Reproduce the entire listing below verbatim.

*** Opening Dataset records ***

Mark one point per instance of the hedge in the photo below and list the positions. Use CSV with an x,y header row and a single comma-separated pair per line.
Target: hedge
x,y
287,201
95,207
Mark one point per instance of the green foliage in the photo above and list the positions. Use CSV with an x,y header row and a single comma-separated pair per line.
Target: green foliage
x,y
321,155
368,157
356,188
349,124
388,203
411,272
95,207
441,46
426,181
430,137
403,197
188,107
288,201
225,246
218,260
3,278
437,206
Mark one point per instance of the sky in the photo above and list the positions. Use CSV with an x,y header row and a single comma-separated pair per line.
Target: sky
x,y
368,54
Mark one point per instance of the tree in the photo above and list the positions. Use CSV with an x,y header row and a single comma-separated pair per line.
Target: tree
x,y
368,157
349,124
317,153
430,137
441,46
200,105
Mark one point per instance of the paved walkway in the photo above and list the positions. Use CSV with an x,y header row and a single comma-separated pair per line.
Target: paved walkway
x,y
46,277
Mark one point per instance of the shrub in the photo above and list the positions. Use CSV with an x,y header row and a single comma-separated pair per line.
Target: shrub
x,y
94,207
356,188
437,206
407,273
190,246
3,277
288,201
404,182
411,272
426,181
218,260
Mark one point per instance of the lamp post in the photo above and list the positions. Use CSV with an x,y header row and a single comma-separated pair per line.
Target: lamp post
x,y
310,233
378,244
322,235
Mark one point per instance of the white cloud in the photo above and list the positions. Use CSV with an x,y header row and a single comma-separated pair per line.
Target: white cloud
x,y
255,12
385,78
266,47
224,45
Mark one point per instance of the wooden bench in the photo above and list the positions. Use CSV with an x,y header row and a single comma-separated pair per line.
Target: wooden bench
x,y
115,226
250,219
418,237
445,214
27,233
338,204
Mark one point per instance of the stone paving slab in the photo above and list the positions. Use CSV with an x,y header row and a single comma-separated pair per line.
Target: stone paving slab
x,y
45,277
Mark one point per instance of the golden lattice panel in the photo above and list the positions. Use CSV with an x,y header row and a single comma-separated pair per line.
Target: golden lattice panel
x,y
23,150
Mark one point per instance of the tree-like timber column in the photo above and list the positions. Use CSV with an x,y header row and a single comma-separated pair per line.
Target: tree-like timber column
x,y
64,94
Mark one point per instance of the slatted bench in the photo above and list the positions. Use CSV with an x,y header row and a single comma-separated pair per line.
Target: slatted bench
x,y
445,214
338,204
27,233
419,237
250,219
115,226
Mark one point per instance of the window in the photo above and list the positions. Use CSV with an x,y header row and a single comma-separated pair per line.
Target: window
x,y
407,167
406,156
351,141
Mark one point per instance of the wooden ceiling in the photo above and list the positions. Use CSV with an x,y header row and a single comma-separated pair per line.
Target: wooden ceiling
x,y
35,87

*** Closing Dataset records ***

Result.
Mark one point per instance of the hedge in the photo below and list the positions. Use CSV with an x,y header row and a single comma-separated pair per line.
Target: hedge
x,y
287,201
95,207
Mark one point per instance of the green foliage in the photo above and list the positions. Use CSV with an x,y header row and a single comma-separated pair per line.
Target: green foliage
x,y
321,155
368,157
356,188
349,124
388,203
411,272
95,207
441,46
426,181
430,137
403,197
188,107
288,201
225,246
218,260
3,278
437,206
Mark one point per instance of the sky in the photo above and list the positions. Use CSV with an x,y header row and a single comma-separated pair per line.
Target: sky
x,y
368,54
Mark one point per instance of the tree in the photo above and list the positions. Use CSV with an x,y header row and a single comma-separated pair per line.
Target: tree
x,y
368,157
349,124
317,153
430,137
441,46
200,105
Mark one point per instance of the paved walkway in the photo above and list the positions. Use CSV with an x,y header row and a single comma-separated pair per line.
Target: paved walkway
x,y
46,277
Mark one point per instance of the shrub in the photo above and list the positions. Use CSV with an x,y header row and a single comma-separated pair per line.
Target: shrub
x,y
94,207
356,188
437,206
407,273
190,246
3,277
288,201
404,182
411,272
426,181
218,260
Mark one point per instance of the lamp post in the photo above and list the positions. Use CSV with an x,y header row and a single comma-separated pair per line.
Target: lamp post
x,y
310,233
378,244
322,235
Mark one point per instance of the white cloud in the photo above and list the positions. Use CSV with an x,y header row and a single comma-separated pair per line.
Target: white cloud
x,y
255,12
385,78
266,47
224,45
Mark one point per instance of the wooden bench in the photo above and list the positions. Use CSV with an x,y header row and a single comma-separated pair per line.
Target: wooden bench
x,y
115,226
250,219
418,237
445,214
27,233
338,204
Mark one point per instance of the stone paving slab in the photo above and list the positions. Use CSV with an x,y header row and a single comma-separated pair per line.
Target: stone paving slab
x,y
45,277
Mark one point per instance of the golden lattice panel in the photo above and list the positions. Use CSV with an x,y header row and a single comma-separated pair per line.
Target: golden lattice panel
x,y
23,150
Mark one point per instance of the tree-like timber column in the photo above and list the positions. Use CSV with an x,y header row and a single comma-separated pair per line.
Target: tree-like timber column
x,y
64,94
Mark one point per instance of the slatted bench in the photo above and list the positions. Use CSV with an x,y header row and a single comma-separated pair per line.
Target: slatted bench
x,y
445,214
338,204
27,233
419,237
250,219
115,226
Mark one point per instance of the window in the photo above and list the positions. Use CSV with an x,y header row and a single comma-separated pair per line.
Target: window
x,y
407,167
406,156
351,141
Mark one point per instance of the wooden ceiling in the photo above and list the positions. Use CSV with an x,y header row and a single comma-separated pair per line.
Target: wooden ceiling
x,y
35,87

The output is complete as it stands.